--- Assignment ---
In your copy, each line below is repeated exactly and no image appears.

--- Materials provided ---
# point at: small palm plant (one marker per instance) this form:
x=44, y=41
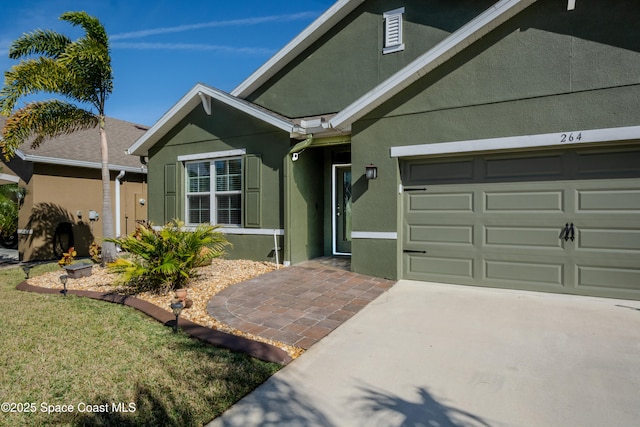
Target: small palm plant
x=167, y=258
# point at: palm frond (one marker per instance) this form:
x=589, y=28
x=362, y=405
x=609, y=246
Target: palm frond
x=33, y=76
x=43, y=120
x=91, y=25
x=39, y=42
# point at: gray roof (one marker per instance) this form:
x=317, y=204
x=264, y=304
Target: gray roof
x=82, y=148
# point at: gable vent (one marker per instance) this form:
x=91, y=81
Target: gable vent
x=393, y=31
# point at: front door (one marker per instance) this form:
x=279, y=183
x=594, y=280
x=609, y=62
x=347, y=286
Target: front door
x=342, y=209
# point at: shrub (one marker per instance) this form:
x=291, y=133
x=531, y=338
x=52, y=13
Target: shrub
x=68, y=257
x=167, y=258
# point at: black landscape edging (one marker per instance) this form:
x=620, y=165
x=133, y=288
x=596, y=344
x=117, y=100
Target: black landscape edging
x=259, y=350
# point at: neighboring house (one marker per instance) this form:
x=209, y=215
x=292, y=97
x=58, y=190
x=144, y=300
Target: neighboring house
x=504, y=136
x=63, y=201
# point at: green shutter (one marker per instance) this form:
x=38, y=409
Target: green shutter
x=252, y=193
x=169, y=192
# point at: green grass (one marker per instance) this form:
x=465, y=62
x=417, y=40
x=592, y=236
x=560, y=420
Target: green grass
x=75, y=351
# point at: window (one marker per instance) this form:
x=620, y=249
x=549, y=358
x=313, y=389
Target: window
x=214, y=191
x=393, y=31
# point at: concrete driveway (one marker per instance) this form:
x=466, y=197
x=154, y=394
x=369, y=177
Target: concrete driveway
x=425, y=354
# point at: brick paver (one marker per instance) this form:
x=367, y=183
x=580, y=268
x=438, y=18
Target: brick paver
x=297, y=305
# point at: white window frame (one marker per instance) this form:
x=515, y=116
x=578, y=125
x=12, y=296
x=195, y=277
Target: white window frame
x=393, y=29
x=212, y=193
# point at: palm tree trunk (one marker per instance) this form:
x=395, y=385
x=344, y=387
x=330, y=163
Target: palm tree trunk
x=108, y=248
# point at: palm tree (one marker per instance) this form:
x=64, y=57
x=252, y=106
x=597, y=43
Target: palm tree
x=80, y=71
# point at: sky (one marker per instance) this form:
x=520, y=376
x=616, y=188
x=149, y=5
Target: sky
x=161, y=48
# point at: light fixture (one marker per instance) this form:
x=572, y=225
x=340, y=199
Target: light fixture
x=176, y=306
x=64, y=279
x=371, y=171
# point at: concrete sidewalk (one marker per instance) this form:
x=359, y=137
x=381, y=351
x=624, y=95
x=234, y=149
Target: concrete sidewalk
x=446, y=355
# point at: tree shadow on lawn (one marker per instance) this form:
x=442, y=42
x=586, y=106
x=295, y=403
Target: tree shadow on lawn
x=146, y=409
x=175, y=405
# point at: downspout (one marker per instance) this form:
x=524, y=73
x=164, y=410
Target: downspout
x=118, y=178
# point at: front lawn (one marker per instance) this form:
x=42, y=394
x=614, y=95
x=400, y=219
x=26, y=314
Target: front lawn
x=107, y=364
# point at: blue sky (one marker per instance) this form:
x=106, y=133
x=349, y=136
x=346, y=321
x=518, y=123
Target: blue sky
x=161, y=48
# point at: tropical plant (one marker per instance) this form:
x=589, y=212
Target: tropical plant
x=68, y=257
x=80, y=72
x=166, y=258
x=10, y=196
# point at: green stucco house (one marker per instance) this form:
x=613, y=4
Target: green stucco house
x=476, y=142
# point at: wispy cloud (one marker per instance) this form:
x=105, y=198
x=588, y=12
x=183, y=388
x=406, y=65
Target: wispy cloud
x=212, y=24
x=192, y=46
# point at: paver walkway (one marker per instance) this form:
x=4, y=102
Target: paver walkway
x=297, y=305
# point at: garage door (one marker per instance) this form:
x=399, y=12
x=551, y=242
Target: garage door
x=566, y=222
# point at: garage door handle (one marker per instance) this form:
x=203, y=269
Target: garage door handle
x=569, y=232
x=572, y=232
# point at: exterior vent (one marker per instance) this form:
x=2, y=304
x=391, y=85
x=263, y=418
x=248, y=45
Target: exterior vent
x=393, y=31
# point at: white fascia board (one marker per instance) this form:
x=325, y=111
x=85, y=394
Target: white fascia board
x=176, y=112
x=309, y=35
x=188, y=102
x=243, y=106
x=81, y=163
x=443, y=51
x=234, y=230
x=558, y=139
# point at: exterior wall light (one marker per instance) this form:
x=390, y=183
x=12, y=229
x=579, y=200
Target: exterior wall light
x=371, y=172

--- Response below ---
# point at: small palm plant (one marker per instance) this form:
x=44, y=41
Target: small palm plant
x=167, y=258
# point at: palm frond (one marker per instance) this form:
x=589, y=28
x=362, y=405
x=609, y=246
Target: palm frond
x=33, y=76
x=43, y=120
x=91, y=25
x=39, y=42
# point at: gray roof (one marker per instance) this form:
x=317, y=204
x=264, y=304
Target: gray roof
x=82, y=148
# point at: gable vent (one marker per instance) this form:
x=91, y=81
Target: gable vent
x=393, y=31
# point at: front door (one marker per instance) this form:
x=279, y=183
x=594, y=280
x=609, y=62
x=347, y=286
Target: front door
x=342, y=209
# point at: shrub (one marker per instance) this form:
x=291, y=133
x=531, y=338
x=52, y=13
Target: shrub
x=68, y=257
x=167, y=258
# point at: black landscape edging (one marker per instance) this form:
x=620, y=165
x=133, y=288
x=596, y=344
x=117, y=100
Target: black landscape edging
x=259, y=350
# point at: neighboring house (one marker per instance) this form:
x=209, y=215
x=292, y=97
x=58, y=190
x=144, y=300
Target: neighboring house
x=504, y=136
x=63, y=201
# point at: green shutter (one marker per instance) this form:
x=38, y=409
Target: green shutter
x=252, y=193
x=169, y=192
# point at: green grass (one marker per instance) this form:
x=465, y=62
x=417, y=40
x=592, y=236
x=560, y=420
Target: green grass
x=75, y=351
# point at: window (one marker per instance) this form:
x=620, y=249
x=549, y=358
x=313, y=389
Target: window
x=214, y=191
x=393, y=31
# point at: concrete driveway (one marker per instance) this form:
x=466, y=197
x=154, y=394
x=369, y=177
Target: concrete driveway
x=425, y=354
# point at: brick paver (one marker per instance) this form:
x=367, y=183
x=580, y=268
x=438, y=18
Target: brick paver
x=297, y=305
# point at: white window frame (one marker per instance) this form:
x=515, y=116
x=578, y=125
x=12, y=296
x=195, y=277
Target: white window frame
x=393, y=29
x=212, y=193
# point at: palm tree trunk (one marker per instance) this form:
x=395, y=385
x=344, y=387
x=330, y=163
Target: palm tree trunk
x=108, y=248
# point at: palm tree (one marker per instance) this form:
x=64, y=57
x=252, y=106
x=597, y=43
Target: palm tree
x=80, y=71
# point at: sky (one marker per instance) this form:
x=520, y=376
x=616, y=188
x=149, y=5
Target: sky
x=161, y=48
# point at: light fixture (one marker per instance) this form:
x=572, y=225
x=340, y=199
Target: light fixture
x=176, y=306
x=64, y=279
x=371, y=171
# point at: concrete sidewalk (one marker per instance) this form:
x=359, y=137
x=381, y=351
x=624, y=95
x=234, y=149
Target: concrete sidewalk
x=446, y=355
# point at: tree shadow on lawn (one marker per instance) this form:
x=442, y=42
x=586, y=106
x=295, y=403
Target: tree shadow on lawn
x=146, y=409
x=175, y=405
# point at: downspout (one marker per instance) this form:
x=524, y=73
x=164, y=410
Target: downspout
x=118, y=178
# point at: front lawn (one marker per instance) this form:
x=42, y=394
x=614, y=95
x=400, y=219
x=26, y=314
Target: front lawn
x=107, y=364
# point at: blue sky (one marker per instance) this form:
x=106, y=133
x=349, y=136
x=346, y=321
x=518, y=123
Target: blue sky
x=161, y=48
# point at: tropical plant (one marker per instance) this form:
x=589, y=212
Target: tropical plant
x=68, y=257
x=80, y=72
x=166, y=258
x=10, y=196
# point at: green stucco house (one marker per instance) this form:
x=613, y=4
Target: green stucco house
x=476, y=142
# point at: wispy cloud (one marker per instance) this form:
x=105, y=198
x=588, y=12
x=183, y=388
x=406, y=65
Target: wispy cloud
x=212, y=24
x=192, y=46
# point at: paver walkway (one marker per instance) this form:
x=4, y=102
Target: paver walkway
x=297, y=305
# point at: garage door (one marker per instance) this form:
x=399, y=12
x=551, y=242
Target: garage door
x=566, y=222
# point at: garage door handle (one marker per instance) this form:
x=203, y=269
Target: garage door handle
x=569, y=232
x=572, y=232
# point at: exterior vent (one marker per instance) this form:
x=2, y=304
x=391, y=85
x=263, y=418
x=248, y=45
Target: exterior vent
x=393, y=31
# point at: white fascia board (one marker per instance) this form:
x=325, y=111
x=85, y=394
Target: white fascia board
x=176, y=112
x=309, y=35
x=188, y=102
x=243, y=106
x=81, y=163
x=443, y=51
x=234, y=230
x=558, y=139
# point at: exterior wall light (one marker per instance) this form:
x=390, y=183
x=12, y=229
x=579, y=200
Target: exterior wall light
x=371, y=172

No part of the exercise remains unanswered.